§ Given data:
--

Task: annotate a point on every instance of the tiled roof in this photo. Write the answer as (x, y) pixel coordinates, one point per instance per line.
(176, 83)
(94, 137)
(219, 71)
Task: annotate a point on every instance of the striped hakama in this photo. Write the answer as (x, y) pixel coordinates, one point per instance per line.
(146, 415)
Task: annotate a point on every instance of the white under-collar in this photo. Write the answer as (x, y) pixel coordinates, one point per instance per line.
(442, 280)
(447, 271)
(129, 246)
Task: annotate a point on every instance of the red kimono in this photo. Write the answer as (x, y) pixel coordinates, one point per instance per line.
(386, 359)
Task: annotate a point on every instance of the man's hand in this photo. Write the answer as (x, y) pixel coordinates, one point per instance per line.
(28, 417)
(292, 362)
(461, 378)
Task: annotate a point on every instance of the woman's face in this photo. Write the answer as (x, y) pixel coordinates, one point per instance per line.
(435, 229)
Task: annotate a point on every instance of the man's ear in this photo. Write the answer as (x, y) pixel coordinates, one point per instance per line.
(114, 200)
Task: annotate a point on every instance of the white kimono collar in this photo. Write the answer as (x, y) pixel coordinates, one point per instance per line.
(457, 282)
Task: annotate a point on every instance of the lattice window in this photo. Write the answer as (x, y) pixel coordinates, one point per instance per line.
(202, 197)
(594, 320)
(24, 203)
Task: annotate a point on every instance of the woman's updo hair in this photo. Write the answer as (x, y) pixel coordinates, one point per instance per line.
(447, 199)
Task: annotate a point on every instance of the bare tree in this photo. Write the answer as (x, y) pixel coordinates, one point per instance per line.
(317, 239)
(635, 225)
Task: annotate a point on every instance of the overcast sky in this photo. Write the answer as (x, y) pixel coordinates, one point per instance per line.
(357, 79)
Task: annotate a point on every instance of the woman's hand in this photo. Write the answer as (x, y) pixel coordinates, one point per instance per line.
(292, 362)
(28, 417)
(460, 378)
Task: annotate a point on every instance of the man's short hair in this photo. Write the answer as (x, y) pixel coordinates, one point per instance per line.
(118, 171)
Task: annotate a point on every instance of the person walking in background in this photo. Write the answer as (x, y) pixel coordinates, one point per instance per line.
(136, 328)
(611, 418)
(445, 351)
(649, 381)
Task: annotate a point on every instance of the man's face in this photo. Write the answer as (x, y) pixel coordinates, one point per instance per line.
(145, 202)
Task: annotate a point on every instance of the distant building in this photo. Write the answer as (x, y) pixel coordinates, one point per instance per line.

--

§ How to complete this task:
Output all of the records exactly, with nothing omitted.

§ Reply to the exercise:
Task: annotate a point on every instance of the tiled roof in this photo. Write the answer as (x, y) pixel coordinates, one point per instance per line.
(176, 83)
(94, 137)
(219, 71)
Task: annotate a point on every instance of the striped hakama in this photo. Write the answer as (x, y) pixel coordinates, one point per instance per line.
(146, 415)
Task: annotate a point on every instance of the white under-collar in this photo. Write the answer as (x, y) pixel coordinates, one point per instance per line.
(442, 280)
(447, 271)
(129, 246)
Task: annotate a point on every instance of the red kimono in this photo. Write the answer as (x, y) pixel coordinates, one point per instance per line.
(386, 359)
Task: annotate a point on every instance of the man's hand in this photo. Write the answer as (x, y) pixel coordinates, one point per instance per line.
(28, 417)
(292, 362)
(461, 378)
Task: annotate a point on every instance of the woman's face in this photo. Write the answer as (x, y) pixel coordinates, one point per instance per line.
(435, 229)
Task: annotate a point on every instance of the man's ear in this photo. Write the answer as (x, y) pixel coordinates, one point per instance per line.
(114, 200)
Task: annotate a point on every instance of the white kimono collar in this photo. Write the answer as (x, y) pixel coordinates, one point per instance per line.
(457, 282)
Task: annotate a point on every instance of the lattice window in this photo. Write the answer as (x, y) pixel coordinates, one point per instance per line.
(202, 197)
(594, 320)
(24, 203)
Task: annotate a point on every instance of the woman's updo hair in this photo. Write the answer as (x, y) pixel coordinates, one point per instance per line.
(447, 199)
Task: annotate a point on every instance of the bare tree in this photo. Write the answer as (x, y) pixel coordinates, one point per instance per line.
(317, 239)
(635, 225)
Task: annotate a point on every instance of the overcast sky in this photo. Write the answer as (x, y) pixel coordinates, one point per instance per line.
(357, 79)
Task: annotate a point on every instance of the woman's hand in this photo. Write the answer as (x, y) pixel coordinates, one point per instance per line.
(292, 362)
(28, 417)
(460, 378)
Task: annotate a point on every instance of the man's short hair in this photo. Write the answer as (x, y) pixel coordinates, one point per instance per line.
(118, 171)
Task: annotate a point on every instance of the person walking in background in this photo. Write the answer as (x, y) pixel coordinates, one point per instance per line.
(136, 328)
(611, 418)
(445, 351)
(649, 381)
Task: annotate a point on every instance of the man's face in this photo. Write the answer as (x, y) pixel coordinates, one point per instance per line.
(145, 202)
Task: annotate a point on every instance of the distant building in this photo. Write the answer as (x, y) pixel coordinates, one point per instance per line.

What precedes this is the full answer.